## [Selected excerpt]
Have you ever actually used polymer frame in field conditions? They are tough, generally much tougher than steel and aluminum. They also tend to be virtually impervious to the environment, something I wish was true of all the metal parts of a polymer frame pistol. If a SIG gets dropped on a rock or gets thrown against concrete, I worry about it. But not with a Glock or H&K.
I saw a man put a glock 19 in his back pocket to show me how easy it was to hide. He sat down on it, got back up and the plastic frame was mashed out of the slide.
Back of the envelope mathematics show this to be highly improbable. Besides which I am not sure how that is even possible. The polymers are very light, but extremely stiff; the "tupperware" euphamism is just that. Working with good fiber reinforced polymers is similar to your first experience working with super-strong aluminum alloys; we are so used to the weight of steel that our brains automatically equate "light" with "flimsy" or "weak". And then you find out that you can barely even make a thin strip of it flex over your knee applying all your strength. Welcome to the world of modern materials. (Obviously, my diversionary foray into materials engineering left quite an impression on me.)
Now, I don't recall for the Glock exactly how stiff the frame is and I don't have one here right now to test, but I do know that the H&K frame is extremely stiff. It also has little steel members inside the polymer frame. H&K invented polymer frames in the 1970's and has had a lot of years to work out the kinks. And to reiterate as someone who has intentionally gone about seeing just how flimsy the H&K frame is, it is in fact extremely stiff. A whole lot of parts will fail or come apart before the frame does. As for the Glock coming apart when someone sat on it, it sounds like nonsense or at the very least there is more to the story. That kind of crap just doesn't happen, and I really don't see how it could. I know it couldn't with the H&K, and I am almost positive that it wouldn't with the Glock either. Glock frames are a wee bit more flexible than the H&K ones as I recall, but not THAT much. I've seen Glocks horribly abused, but nothing like that ever happened.

## [Information supplied]

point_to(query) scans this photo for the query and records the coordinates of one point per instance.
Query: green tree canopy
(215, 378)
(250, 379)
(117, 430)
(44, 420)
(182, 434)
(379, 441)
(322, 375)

## [Exercise prompt]
Reproduce the whole forum discussion on polymer pistol frames word for word, with nothing changed.

## [Written answer]
Have you ever actually used polymer frame in field conditions? They are tough, generally much tougher than steel and aluminum. They also tend to be virtually impervious to the environment, something I wish was true of all the metal parts of a polymer frame pistol. If a SIG gets dropped on a rock or gets thrown against concrete, I worry about it. But not with a Glock or H&K.
I saw a man put a glock 19 in his back pocket to show me how easy it was to hide. He sat down on it, got back up and the plastic frame was mashed out of the slide.
Back of the envelope mathematics show this to be highly improbable. Besides which I am not sure how that is even possible. The polymers are very light, but extremely stiff; the "tupperware" euphamism is just that. Working with good fiber reinforced polymers is similar to your first experience working with super-strong aluminum alloys; we are so used to the weight of steel that our brains automatically equate "light" with "flimsy" or "weak". And then you find out that you can barely even make a thin strip of it flex over your knee applying all your strength. Welcome to the world of modern materials. (Obviously, my diversionary foray into materials engineering left quite an impression on me.)
Now, I don't recall for the Glock exactly how stiff the frame is and I don't have one here right now to test, but I do know that the H&K frame is extremely stiff. It also has little steel members inside the polymer frame. H&K invented polymer frames in the 1970's and has had a lot of years to work out the kinks. And to reiterate as someone who has intentionally gone about seeing just how flimsy the H&K frame is, it is in fact extremely stiff. A whole lot of parts will fail or come apart before the frame does. As for the Glock coming apart when someone sat on it, it sounds like nonsense or at the very least there is more to the story. That kind of crap just doesn't happen, and I really don't see how it could. I know it couldn't with the H&K, and I am almost positive that it wouldn't with the Glock either. Glock frames are a wee bit more flexible than the H&K ones as I recall, but not THAT much. I've seen Glocks horribly abused, but nothing like that ever happened.